> **WHAT YOU NEED TO DO**: In the entries below, count every line with the string "JSON". State the count and nothing else.

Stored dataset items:
********

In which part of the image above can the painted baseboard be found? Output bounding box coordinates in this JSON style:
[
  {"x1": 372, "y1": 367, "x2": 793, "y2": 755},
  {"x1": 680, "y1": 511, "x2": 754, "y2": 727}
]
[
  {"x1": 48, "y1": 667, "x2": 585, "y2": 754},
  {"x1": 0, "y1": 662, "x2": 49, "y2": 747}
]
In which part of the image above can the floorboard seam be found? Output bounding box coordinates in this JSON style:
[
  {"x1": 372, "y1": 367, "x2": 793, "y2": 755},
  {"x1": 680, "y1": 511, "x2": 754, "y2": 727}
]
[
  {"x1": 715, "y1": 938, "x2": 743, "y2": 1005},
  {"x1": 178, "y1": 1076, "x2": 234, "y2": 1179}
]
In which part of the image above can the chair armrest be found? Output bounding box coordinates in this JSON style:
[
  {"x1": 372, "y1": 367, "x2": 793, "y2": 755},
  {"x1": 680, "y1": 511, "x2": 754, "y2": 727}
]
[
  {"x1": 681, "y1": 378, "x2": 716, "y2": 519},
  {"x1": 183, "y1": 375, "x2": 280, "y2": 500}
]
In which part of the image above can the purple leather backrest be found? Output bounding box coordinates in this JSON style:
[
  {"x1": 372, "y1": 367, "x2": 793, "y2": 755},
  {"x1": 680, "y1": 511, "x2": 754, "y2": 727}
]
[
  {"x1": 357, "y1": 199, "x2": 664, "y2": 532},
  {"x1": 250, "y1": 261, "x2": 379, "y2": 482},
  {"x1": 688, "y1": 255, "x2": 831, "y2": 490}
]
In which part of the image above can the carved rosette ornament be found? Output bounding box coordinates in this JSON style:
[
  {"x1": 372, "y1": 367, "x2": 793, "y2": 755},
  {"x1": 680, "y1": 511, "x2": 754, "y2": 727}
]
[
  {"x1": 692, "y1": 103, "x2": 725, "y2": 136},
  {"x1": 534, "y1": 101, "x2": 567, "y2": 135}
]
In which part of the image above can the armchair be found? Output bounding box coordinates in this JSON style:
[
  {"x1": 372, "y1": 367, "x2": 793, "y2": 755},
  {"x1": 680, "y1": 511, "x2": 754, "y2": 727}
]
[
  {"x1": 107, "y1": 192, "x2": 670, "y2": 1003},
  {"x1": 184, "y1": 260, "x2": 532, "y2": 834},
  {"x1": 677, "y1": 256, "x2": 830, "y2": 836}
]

********

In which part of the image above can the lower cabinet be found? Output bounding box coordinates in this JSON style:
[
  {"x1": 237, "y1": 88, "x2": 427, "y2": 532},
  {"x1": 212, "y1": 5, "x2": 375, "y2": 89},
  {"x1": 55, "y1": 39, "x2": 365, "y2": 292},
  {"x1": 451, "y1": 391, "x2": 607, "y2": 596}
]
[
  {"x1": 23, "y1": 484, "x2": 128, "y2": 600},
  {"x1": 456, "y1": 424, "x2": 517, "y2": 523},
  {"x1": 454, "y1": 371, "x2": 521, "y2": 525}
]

********

> **EXERCISE OUTPUT**: 7